> [THE INPUT]:
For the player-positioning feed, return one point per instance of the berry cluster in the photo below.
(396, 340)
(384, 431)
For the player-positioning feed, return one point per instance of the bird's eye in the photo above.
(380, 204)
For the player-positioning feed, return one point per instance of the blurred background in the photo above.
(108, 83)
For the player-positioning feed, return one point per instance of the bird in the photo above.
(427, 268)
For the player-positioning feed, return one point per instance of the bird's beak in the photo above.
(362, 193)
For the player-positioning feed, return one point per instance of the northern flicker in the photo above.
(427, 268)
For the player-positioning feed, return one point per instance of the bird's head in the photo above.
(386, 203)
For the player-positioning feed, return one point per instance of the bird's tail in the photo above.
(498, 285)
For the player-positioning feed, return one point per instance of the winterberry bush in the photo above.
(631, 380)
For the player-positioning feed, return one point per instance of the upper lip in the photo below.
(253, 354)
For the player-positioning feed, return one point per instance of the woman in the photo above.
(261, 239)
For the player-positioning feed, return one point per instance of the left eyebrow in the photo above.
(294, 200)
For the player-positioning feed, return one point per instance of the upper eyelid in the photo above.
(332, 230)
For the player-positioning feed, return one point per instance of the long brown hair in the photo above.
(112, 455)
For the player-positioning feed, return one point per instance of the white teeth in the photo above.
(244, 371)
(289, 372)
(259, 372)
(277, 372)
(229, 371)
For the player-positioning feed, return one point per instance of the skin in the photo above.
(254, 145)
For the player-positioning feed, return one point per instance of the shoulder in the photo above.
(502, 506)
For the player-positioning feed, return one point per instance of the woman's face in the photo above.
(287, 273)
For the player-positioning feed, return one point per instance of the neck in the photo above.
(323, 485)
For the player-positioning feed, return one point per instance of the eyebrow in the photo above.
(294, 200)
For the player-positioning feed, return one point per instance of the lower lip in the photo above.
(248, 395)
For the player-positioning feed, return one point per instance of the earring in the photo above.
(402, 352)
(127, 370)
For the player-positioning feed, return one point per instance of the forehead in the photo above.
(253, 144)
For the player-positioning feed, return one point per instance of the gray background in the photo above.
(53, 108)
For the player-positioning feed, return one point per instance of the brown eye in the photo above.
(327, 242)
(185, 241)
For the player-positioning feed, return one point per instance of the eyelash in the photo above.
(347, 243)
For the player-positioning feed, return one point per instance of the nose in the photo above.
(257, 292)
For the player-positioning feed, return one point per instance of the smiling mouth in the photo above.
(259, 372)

> [WHAT YOU HAVE TO DO]: Locate the line with "neck in the photo above." in the entries above; extract it and every line after it, verbatim.

> [ANSWER BELOW]:
For the player-positioning feed, return one point per instance of the neck in the photo above.
(323, 485)
For the player-positioning feed, return one point per instance of the eyebrow in the photo above.
(294, 200)
For the player-positioning feed, return one point per instance of the lower lip in the photo above.
(248, 395)
For the player-positioning feed, return one point per instance of the earring in the photo above.
(402, 352)
(127, 370)
For the player-positioning feed, return one point per instance of the forehead in the photo above.
(253, 144)
For the player-positioning feed, return one point per instance of the gray background in the photo above.
(53, 108)
For the player-positioning feed, return one point per instance of the brown eye in the photo above.
(327, 242)
(185, 241)
For the player-positioning feed, return one point per instance of the eyelash in the photo above.
(347, 243)
For the player-positioning feed, return one point per instance of the nose in the photo above.
(257, 292)
For the player-positioning feed, return one point per instance of the smiling mouth in the photo above.
(259, 372)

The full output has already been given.